WHAT IS REQUIRED = Repeat every line of the listing below word for word, changing nothing.

Records from a point labeling set

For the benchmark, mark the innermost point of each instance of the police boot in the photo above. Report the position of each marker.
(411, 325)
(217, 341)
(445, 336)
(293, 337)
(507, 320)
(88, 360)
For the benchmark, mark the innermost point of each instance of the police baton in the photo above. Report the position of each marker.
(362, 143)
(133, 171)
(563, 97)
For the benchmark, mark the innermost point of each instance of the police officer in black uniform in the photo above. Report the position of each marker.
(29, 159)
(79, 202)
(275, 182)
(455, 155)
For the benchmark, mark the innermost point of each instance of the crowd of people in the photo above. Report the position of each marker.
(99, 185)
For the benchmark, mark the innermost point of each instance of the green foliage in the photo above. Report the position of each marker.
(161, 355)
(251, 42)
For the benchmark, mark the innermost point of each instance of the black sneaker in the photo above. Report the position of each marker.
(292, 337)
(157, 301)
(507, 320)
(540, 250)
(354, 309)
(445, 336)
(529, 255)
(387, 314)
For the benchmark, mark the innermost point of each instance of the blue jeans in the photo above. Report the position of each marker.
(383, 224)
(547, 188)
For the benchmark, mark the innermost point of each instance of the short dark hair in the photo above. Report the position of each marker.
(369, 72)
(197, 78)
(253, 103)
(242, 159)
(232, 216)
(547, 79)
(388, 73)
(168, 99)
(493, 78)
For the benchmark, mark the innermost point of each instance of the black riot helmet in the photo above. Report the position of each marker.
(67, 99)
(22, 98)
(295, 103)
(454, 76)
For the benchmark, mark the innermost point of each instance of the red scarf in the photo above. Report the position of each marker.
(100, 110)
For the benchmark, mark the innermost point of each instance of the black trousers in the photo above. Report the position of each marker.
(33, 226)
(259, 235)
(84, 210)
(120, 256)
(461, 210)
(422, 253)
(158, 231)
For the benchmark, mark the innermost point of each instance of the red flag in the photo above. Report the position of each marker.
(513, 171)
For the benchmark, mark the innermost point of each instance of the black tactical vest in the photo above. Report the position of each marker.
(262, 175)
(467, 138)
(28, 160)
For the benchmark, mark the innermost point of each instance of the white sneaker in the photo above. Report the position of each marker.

FULL RESPONSE =
For the benchmark, mark the innermost point of each instance of the police boot in the photo above. Report the position of each marker.
(411, 325)
(217, 341)
(445, 336)
(293, 337)
(507, 320)
(88, 360)
For the benchmark, mark the innermost point of each instance of the police baton in the photo above. Report the position of each marker.
(362, 143)
(133, 171)
(563, 97)
For the benchmark, mark the innermost point of each instance of the police officer in black uniform in the photo above. Report the position of each marker.
(29, 159)
(79, 202)
(275, 182)
(455, 155)
For the benchmark, mark the innermost point of each instance of the crowd of people in the photo above. Report the position of each marker.
(99, 185)
For the benchmark, mark the innermost point of each instance of the green foliage in the photo above. Report the position of each marker.
(161, 355)
(251, 42)
For the benchmark, mark the innermost point of each instance of the black sneaker in the photo above. Report the position of each marker.
(292, 337)
(157, 301)
(507, 320)
(540, 250)
(354, 309)
(445, 336)
(529, 255)
(387, 314)
For the benchmark, mark the innermost point of each instance of the blue jeans in the photo above. Report the position of each marker.
(383, 224)
(547, 188)
For the benchmark, mark the innermost point of each instance of the short dark hair in the photo above. Report the position of each marker.
(369, 72)
(197, 78)
(253, 103)
(242, 159)
(232, 216)
(547, 79)
(388, 73)
(168, 99)
(493, 78)
For the benchmark, mark the innermost point of each instance of the black riot helmet in the photo above. Report the position of each marker.
(67, 99)
(22, 98)
(295, 103)
(454, 76)
For the benchmark, mark the innermost point of each instance of the red scarf in the photo above. Report the position of each marker.
(100, 110)
For the benchmark, mark the innermost point of each instance of the black trousers in the photo above. Report the position of each marker.
(33, 226)
(259, 235)
(84, 210)
(120, 256)
(461, 210)
(422, 253)
(158, 231)
For the benchmark, mark the innermost point of each instance of the red flag in the photo above. Report the position of each marker.
(513, 171)
For the benchmark, mark the innermost point of each instance of the black tactical vest in the photo above. Report the position of each marker.
(262, 175)
(467, 138)
(28, 160)
For the benchmark, mark the innermost point of each instance of the white sneaker in the photo above. Report the position of each marker.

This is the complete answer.